• AIM OF THE TASK
Among the entries below, take the line with "Reviewer note: check that every instance of the sky" and the line with "Reviewer note: check that every instance of the shirt", and output them and every line between them exactly, with nothing else.

• RECORDS SHOWN
%%
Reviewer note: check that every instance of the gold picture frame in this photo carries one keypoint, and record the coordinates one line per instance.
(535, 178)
%%
%%
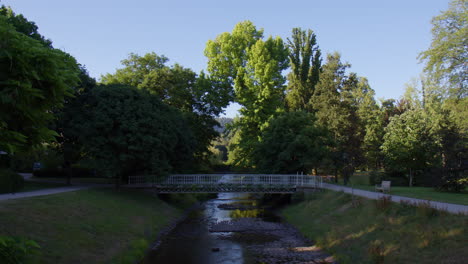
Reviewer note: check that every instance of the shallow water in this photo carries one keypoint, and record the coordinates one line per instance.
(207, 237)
%%
%%
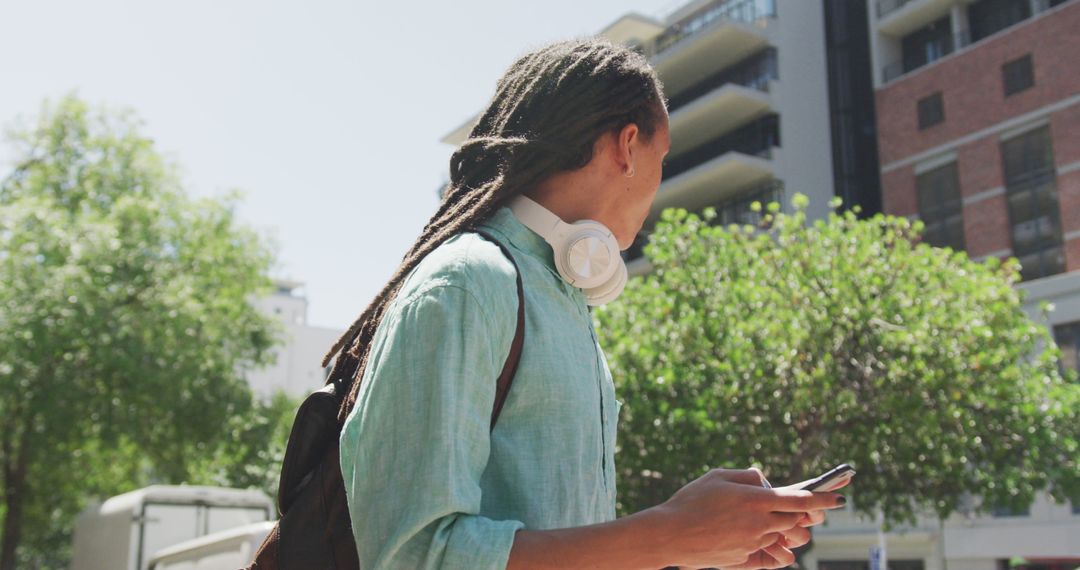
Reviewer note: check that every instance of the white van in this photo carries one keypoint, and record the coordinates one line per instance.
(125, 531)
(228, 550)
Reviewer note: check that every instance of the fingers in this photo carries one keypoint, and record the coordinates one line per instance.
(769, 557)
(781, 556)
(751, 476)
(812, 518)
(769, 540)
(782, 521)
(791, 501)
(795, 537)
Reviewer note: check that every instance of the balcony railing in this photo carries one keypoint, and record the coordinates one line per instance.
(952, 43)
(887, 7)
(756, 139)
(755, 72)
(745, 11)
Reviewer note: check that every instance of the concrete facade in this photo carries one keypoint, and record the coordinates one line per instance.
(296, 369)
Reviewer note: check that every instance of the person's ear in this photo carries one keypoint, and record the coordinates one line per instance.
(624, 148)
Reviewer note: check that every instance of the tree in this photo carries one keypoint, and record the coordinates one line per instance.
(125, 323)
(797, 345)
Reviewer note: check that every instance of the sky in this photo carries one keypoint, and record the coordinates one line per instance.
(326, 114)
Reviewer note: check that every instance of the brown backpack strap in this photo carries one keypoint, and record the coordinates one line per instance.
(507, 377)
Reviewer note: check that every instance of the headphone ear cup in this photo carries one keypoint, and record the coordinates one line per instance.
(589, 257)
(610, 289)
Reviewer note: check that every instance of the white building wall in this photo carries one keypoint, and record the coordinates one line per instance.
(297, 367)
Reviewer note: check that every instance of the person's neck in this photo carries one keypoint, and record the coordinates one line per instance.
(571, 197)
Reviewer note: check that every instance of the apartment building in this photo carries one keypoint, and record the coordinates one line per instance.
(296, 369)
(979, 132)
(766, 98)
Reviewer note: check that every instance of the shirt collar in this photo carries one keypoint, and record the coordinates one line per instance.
%%
• ANSWER SPACE
Reviewer note: check that every instance of the sky in this photo carries one keypoint, and record the coordinates one line per instance.
(326, 114)
Reviewer note: check that every instance of the brown backpack strap in this photo carries one keypoint, and record the coordinates one line per instance.
(507, 377)
Reviewer note: check that every instance of the headphone ear cup in this photo carries one keypoint, and record the coordinates one line per instance.
(589, 257)
(610, 289)
Reviewer note: check that every instance of the white building wall in this photo carries one keypoint, and record the coordinates one line per instance.
(297, 367)
Reviewer note: check that every instance of the person's neck in this photo carries one keypoint, and record the coordinates one line per instance.
(571, 197)
Reviewer note: check that every instance of the apartment building in this photo carries one keypoint, and record the coordinates one line per instance.
(296, 369)
(979, 132)
(766, 98)
Reviewer note: check that every instance of the shirt collar in this photo carries one keypoint, and record the coordinates one line per instance.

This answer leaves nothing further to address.